§ **What is required**: Each record below should be output verbatim, without pictures.

§ **Data entries**:
+++
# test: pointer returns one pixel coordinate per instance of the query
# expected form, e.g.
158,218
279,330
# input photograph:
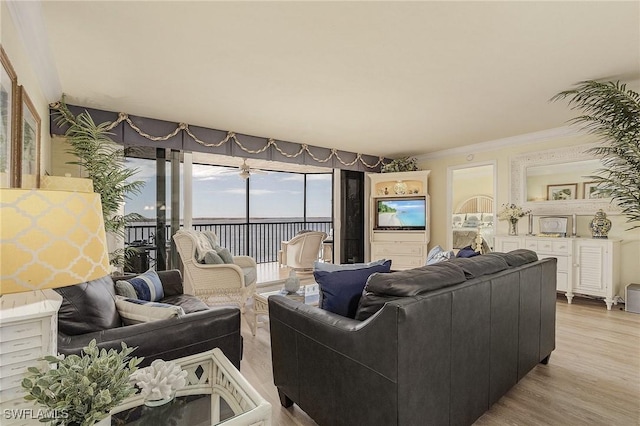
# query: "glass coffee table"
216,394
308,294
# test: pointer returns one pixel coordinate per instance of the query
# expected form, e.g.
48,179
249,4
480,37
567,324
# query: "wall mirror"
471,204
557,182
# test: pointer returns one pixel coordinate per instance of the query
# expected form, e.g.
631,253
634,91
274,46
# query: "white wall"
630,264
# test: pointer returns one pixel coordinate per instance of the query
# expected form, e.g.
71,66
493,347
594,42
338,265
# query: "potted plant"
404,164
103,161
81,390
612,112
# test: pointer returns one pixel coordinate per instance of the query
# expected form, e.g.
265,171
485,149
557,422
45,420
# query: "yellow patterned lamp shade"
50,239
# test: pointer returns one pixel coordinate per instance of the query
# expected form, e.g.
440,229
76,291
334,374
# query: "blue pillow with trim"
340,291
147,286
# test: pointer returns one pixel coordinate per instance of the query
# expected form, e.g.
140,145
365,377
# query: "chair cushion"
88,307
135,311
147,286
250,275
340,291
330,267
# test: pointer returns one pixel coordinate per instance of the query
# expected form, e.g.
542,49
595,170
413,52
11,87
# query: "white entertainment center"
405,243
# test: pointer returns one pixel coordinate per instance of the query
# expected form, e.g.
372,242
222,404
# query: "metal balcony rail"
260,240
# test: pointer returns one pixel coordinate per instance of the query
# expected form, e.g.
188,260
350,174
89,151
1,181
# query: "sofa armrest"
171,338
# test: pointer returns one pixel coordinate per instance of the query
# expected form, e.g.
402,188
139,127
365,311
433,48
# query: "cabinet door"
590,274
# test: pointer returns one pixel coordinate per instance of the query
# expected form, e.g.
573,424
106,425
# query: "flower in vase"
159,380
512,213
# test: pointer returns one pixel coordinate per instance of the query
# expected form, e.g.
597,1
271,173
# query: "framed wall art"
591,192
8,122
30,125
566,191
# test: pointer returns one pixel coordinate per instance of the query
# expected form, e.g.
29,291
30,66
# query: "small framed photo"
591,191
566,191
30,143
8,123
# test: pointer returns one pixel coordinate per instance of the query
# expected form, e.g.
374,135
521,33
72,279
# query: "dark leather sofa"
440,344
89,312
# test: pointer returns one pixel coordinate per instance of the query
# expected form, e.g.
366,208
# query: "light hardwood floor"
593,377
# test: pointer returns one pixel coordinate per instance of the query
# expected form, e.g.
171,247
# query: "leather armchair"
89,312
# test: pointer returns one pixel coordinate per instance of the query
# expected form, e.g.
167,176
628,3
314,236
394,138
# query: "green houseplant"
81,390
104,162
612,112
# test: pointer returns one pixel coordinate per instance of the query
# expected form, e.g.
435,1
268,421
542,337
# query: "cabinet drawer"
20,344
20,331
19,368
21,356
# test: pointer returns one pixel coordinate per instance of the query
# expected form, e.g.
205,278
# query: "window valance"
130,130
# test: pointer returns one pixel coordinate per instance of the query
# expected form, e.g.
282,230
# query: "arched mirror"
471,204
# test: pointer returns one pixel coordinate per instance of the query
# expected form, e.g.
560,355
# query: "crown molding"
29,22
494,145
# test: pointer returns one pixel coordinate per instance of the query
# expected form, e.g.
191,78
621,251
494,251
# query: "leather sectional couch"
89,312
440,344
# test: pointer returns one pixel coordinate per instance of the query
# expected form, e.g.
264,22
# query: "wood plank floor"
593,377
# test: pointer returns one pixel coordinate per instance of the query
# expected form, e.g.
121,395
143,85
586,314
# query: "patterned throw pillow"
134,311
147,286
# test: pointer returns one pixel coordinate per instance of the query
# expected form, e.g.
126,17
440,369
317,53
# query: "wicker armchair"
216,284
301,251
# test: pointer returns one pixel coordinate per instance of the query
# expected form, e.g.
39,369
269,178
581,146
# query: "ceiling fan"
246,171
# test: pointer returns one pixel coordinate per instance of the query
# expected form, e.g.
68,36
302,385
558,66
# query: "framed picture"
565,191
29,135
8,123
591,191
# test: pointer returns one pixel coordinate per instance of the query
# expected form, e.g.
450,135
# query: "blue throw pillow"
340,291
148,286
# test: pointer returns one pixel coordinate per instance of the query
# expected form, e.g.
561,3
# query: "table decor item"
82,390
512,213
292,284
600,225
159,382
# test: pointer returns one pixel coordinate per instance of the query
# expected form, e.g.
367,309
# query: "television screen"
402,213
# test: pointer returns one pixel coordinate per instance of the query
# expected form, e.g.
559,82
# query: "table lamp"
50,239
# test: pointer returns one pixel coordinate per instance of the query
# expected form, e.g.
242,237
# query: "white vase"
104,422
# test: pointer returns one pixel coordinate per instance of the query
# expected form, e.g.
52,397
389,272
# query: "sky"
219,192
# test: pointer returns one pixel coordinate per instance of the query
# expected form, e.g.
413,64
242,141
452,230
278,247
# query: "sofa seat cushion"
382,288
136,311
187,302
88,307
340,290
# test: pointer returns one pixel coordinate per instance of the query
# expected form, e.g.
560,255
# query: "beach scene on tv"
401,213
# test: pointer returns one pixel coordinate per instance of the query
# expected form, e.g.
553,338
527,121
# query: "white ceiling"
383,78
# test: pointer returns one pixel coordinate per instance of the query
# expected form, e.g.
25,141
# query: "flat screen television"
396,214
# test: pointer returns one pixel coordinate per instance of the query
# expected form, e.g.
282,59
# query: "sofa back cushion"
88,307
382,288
+++
§ **The reply**:
# test: pointer returns one pixel coordinate per instance of the query
# expected form, e.g.
158,218
279,330
# input photograph:
# query: "glass coffee table"
216,394
308,294
# test: pointer returns one pixel coordinate per instance of the query
# expected form, e.g.
48,179
249,4
480,37
567,324
# query: "wall mirror"
471,204
557,182
# test: pointer returns one pixel coordinate per instance of the query
# expected form, e.g.
631,253
634,91
274,46
# query: "white wall"
630,264
# test: pointer returns one pixel coordinate per instance of the query
# expected form, e.g.
71,66
493,347
594,42
338,265
# query: "potted plant"
404,164
103,161
81,390
612,112
# test: pointer returns one pixel coordinate per instance of the query
# expected form, e.g.
265,171
485,149
557,422
45,420
# query: "yellow patterned lamp shade"
50,239
# test: pointer returns one pixel coordinate per instance of the query
# expected form, e.g.
440,229
76,291
334,374
# query: "blue pillow with trim"
340,291
147,286
# test: pointer returns one pixel coordinate per instance of the query
# expected form, e.g.
140,145
365,377
# query: "chair cushion"
88,307
135,311
147,286
250,275
340,291
330,267
# test: pointer returns one pixel coordinate per instance of the query
# expected form, e.g.
542,49
595,170
413,52
11,87
# query: "white entertainment center"
405,243
# test: pointer returns one pixel coordinate per instance of the query
# expected form, e.g.
372,242
222,404
# query: "metal balcony rail"
260,240
# test: pointer returns one pixel coordinate per instance of the query
# expected form, e.g.
188,260
350,174
89,151
1,181
# query: "sofa armrest"
171,338
# test: pointer returns one pixel coordinate per instance of the query
# expected form, e.g.
402,188
139,127
365,311
433,48
# query: "cabinet door"
590,274
# test: pointer returns one pixel coordinate per instance of the query
# expected form, e.g.
573,424
106,425
# query: "flower in vase"
159,380
512,213
# test: pointer returns one pixel coordinate per instance of the query
# expected form, e.g.
597,1
271,173
# query: "framed wall art"
591,192
8,122
30,125
566,191
# test: pointer returns one pixel coordinate per instance of the query
# expected form, e.g.
29,291
30,66
# query: "small framed photo"
591,191
566,191
30,143
8,123
# test: pointer returns one pixel coordinate per instance of the query
# expected form, e.g.
374,135
521,33
72,279
# query: "dark leather sofa"
440,344
89,312
# test: pointer returns one pixel coordinate per instance of the query
# expected form, e.g.
366,208
# query: "light hardwood floor"
593,377
# test: pointer returns one pixel coordinate per instance of the query
# expected form, e.g.
171,247
# query: "leather armchair"
89,312
# test: pointer returns one pixel coordinate per instance of the query
# expected form, e.g.
167,176
628,3
314,236
394,138
# query: "green houseplant"
81,390
104,162
612,112
# test: pointer returns one pixel coordinate per instance of the query
# expected form, e.g.
435,1
268,421
542,337
# query: "cabinet drawer"
20,344
20,331
19,368
21,356
# test: pointer returns one pixel coordinate per instance of the query
# expected form, e.g.
205,278
# query: "window valance"
130,130
# test: pointer returns one pixel coordinate per instance of the query
# expected form, e.g.
282,230
# query: "arched mirror"
471,204
# test: pointer returns one pixel coordinate per instance of the query
# expected form, e.g.
560,355
# query: "crown molding"
29,22
494,145
# test: pointer returns one pixel coordinate per instance of the query
# expected form, e.g.
191,78
621,251
494,251
# query: "leather sectional couch"
89,312
440,344
# test: pointer returns one pixel coordinate per instance of the query
# expected form, e.g.
264,22
# query: "wood plank floor"
593,377
# test: pointer returns one pixel coordinate per instance of the query
# expected form, e.g.
121,395
143,85
586,314
# query: "patterned throw pillow"
134,311
147,286
# test: pointer returns one pixel coordinate per instance of the query
# expected form, e.g.
126,17
440,369
317,53
# query: "wicker armchair"
216,284
301,251
# test: pointer returns one pixel coordinate per instance of the query
# expected form, e.g.
39,369
269,178
581,146
# query: "ceiling fan"
246,171
# test: pointer returns one pixel coordinate per instance of the query
# expected form, e.g.
68,36
302,385
558,66
# query: "framed picture"
565,191
29,135
8,123
591,191
# test: pointer returns one pixel coordinate per instance of the query
# expected form, e.g.
450,135
# query: "blue throw pillow"
340,291
148,286
# test: pointer returns one pixel coordinate per instance of the query
# expected form, e.g.
561,3
# query: "table decor item"
82,390
512,213
292,284
600,225
159,382
# test: pointer returns one pixel coordinate per instance of the query
# expected form, e.g.
367,309
# query: "television screen"
402,213
# test: pointer returns one pixel coordinate per instance of the query
# expected form, e.g.
559,82
# query: "table lamp"
50,239
# test: pointer returns one pixel coordinate per instance of the query
# expected form, e.g.
242,237
# query: "white vase"
104,422
# test: pointer returns one pixel coordinate per instance of the query
# expected form, e.g.
52,397
389,272
# query: "sky"
219,192
# test: pointer returns one pixel coordinate per instance of the query
# expected form, e.g.
413,64
242,141
452,230
278,247
# query: "sofa seat cushion"
382,288
136,311
187,302
88,307
340,290
# test: pointer returns one pixel coordinate per instance of the query
# expected form, e.g.
560,255
# query: "beach scene on tv"
401,213
# test: pointer returns one pixel coordinate per instance of the query
# expected form, e.g.
553,338
527,121
# query: "white ceiling"
383,78
# test: pointer returns one pixel coordinate per instance of the query
# expected form, e.g.
25,141
# query: "flat screen television"
396,214
# test: pointer returns one pixel coordinate per instance of the query
# expected form, e.g.
282,59
# query: "sofa back cushion"
88,307
382,288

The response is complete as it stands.